Data shown
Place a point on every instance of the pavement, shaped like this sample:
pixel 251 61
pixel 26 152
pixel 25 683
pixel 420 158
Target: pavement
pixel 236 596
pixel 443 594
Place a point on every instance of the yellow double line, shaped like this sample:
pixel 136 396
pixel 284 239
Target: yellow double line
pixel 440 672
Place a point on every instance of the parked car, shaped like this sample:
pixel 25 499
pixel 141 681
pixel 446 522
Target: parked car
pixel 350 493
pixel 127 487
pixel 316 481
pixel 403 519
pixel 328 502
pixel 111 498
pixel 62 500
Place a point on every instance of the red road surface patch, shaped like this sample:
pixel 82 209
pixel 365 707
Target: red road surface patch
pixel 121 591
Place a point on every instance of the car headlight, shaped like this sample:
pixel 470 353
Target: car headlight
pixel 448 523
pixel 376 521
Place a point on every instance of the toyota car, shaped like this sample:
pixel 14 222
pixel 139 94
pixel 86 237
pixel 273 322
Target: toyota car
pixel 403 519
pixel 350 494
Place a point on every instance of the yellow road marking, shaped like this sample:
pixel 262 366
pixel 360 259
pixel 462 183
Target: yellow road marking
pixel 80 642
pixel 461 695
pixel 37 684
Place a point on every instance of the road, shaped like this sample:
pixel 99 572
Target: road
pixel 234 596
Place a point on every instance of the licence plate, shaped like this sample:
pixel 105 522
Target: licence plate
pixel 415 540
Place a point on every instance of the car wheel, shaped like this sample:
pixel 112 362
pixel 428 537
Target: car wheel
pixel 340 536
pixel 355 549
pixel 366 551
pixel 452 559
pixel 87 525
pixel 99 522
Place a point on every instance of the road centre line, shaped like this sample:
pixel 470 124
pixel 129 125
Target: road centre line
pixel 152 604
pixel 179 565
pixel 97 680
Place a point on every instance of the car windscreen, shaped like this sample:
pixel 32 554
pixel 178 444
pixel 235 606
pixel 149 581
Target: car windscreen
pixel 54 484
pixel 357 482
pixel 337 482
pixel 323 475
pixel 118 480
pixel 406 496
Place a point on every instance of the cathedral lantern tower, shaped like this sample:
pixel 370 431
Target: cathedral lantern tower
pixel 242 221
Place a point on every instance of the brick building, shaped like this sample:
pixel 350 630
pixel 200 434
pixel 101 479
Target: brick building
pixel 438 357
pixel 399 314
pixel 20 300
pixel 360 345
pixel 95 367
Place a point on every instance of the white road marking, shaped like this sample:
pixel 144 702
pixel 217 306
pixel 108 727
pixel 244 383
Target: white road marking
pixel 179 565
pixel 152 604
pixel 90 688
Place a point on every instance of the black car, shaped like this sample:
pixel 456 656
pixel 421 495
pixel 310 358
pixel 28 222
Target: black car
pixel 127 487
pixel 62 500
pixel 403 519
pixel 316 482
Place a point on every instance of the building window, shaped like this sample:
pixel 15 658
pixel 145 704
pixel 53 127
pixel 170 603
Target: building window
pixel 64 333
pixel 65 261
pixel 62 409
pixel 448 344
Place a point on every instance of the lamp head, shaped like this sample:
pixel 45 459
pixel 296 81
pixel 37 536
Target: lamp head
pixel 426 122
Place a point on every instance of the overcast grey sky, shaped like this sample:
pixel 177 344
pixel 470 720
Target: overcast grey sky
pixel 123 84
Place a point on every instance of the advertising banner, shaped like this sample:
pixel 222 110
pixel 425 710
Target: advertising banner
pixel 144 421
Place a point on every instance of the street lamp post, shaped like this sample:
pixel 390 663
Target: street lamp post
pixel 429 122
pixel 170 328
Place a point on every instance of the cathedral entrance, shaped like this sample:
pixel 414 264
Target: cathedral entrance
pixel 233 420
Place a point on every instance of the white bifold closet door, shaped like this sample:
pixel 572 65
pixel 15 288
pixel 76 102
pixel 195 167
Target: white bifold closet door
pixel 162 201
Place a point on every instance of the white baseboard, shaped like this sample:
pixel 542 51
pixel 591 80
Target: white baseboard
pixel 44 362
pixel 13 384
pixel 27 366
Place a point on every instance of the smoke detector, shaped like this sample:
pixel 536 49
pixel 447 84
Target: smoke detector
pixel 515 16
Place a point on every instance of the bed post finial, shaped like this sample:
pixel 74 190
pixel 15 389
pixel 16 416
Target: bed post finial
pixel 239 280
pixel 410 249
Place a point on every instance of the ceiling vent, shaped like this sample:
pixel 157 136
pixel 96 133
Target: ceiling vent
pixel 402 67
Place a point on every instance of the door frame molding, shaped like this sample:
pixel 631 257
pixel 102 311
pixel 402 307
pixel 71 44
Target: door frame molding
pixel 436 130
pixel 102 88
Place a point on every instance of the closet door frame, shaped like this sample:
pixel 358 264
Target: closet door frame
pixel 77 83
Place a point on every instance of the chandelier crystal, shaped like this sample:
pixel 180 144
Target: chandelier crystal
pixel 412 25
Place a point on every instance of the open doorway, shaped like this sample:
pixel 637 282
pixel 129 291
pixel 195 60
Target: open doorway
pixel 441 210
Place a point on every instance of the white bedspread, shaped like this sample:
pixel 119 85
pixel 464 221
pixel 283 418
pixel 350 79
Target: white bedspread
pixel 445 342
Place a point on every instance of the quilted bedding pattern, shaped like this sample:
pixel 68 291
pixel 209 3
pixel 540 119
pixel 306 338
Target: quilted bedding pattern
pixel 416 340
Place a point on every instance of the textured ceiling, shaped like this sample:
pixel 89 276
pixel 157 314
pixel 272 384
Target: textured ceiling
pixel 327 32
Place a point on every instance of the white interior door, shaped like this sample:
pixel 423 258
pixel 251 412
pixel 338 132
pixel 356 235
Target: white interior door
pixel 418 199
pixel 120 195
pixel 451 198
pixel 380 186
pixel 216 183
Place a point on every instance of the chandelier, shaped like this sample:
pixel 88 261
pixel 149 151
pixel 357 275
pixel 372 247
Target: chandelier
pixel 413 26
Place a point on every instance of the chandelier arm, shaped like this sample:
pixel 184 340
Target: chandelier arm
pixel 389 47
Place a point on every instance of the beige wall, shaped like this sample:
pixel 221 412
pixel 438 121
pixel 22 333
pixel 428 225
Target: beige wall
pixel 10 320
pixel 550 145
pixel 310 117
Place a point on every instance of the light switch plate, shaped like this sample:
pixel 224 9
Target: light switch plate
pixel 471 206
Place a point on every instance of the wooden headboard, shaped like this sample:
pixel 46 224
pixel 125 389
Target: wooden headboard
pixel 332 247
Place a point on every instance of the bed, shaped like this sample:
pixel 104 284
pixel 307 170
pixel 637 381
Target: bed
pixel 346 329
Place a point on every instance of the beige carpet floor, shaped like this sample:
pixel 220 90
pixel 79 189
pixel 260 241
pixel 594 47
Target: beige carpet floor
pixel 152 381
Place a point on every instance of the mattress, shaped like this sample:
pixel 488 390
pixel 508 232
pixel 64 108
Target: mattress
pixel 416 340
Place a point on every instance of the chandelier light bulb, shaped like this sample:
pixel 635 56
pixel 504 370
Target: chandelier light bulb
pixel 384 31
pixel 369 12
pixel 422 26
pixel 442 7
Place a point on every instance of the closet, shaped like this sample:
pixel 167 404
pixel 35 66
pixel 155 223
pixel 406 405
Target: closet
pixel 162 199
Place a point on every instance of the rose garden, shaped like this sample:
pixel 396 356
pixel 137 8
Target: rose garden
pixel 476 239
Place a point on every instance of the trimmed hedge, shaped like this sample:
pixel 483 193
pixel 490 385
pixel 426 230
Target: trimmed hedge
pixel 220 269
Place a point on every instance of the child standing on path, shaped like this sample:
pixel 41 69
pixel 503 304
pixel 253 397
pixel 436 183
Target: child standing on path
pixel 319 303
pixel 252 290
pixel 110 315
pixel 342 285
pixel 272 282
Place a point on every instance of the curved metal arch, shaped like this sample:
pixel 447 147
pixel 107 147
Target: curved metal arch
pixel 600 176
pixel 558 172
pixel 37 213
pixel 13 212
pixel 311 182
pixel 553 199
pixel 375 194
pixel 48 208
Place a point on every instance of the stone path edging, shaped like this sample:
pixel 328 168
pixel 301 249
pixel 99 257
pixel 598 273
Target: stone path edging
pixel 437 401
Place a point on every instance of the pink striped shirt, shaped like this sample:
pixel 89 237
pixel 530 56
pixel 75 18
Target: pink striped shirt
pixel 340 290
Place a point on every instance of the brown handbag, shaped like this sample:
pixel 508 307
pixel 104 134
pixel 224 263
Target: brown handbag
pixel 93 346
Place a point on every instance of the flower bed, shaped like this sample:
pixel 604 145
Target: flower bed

Aim
Return the lines of the records from the line with "Place a point on every instance of the car headlight, shaped" to the line with "pixel 415 540", copying each one exactly.

Task result
Place a point on every instance of the car headlight, shaped like this sample:
pixel 470 353
Target: car headlight
pixel 448 523
pixel 376 521
Place a point on every instance of the toyota car, shaped like this sample:
pixel 14 222
pixel 139 94
pixel 86 237
pixel 273 322
Target: toyota car
pixel 403 519
pixel 350 494
Place a point on every instance of the yellow road marking, shaped like this sample:
pixel 262 366
pixel 360 259
pixel 462 183
Target: yellow road marking
pixel 80 642
pixel 461 695
pixel 37 684
Place a point on every instance of the road, shaped like this sample:
pixel 99 572
Target: road
pixel 234 596
Place a point on every instance of the licence plate, shaped like this sample:
pixel 105 522
Target: licence plate
pixel 415 540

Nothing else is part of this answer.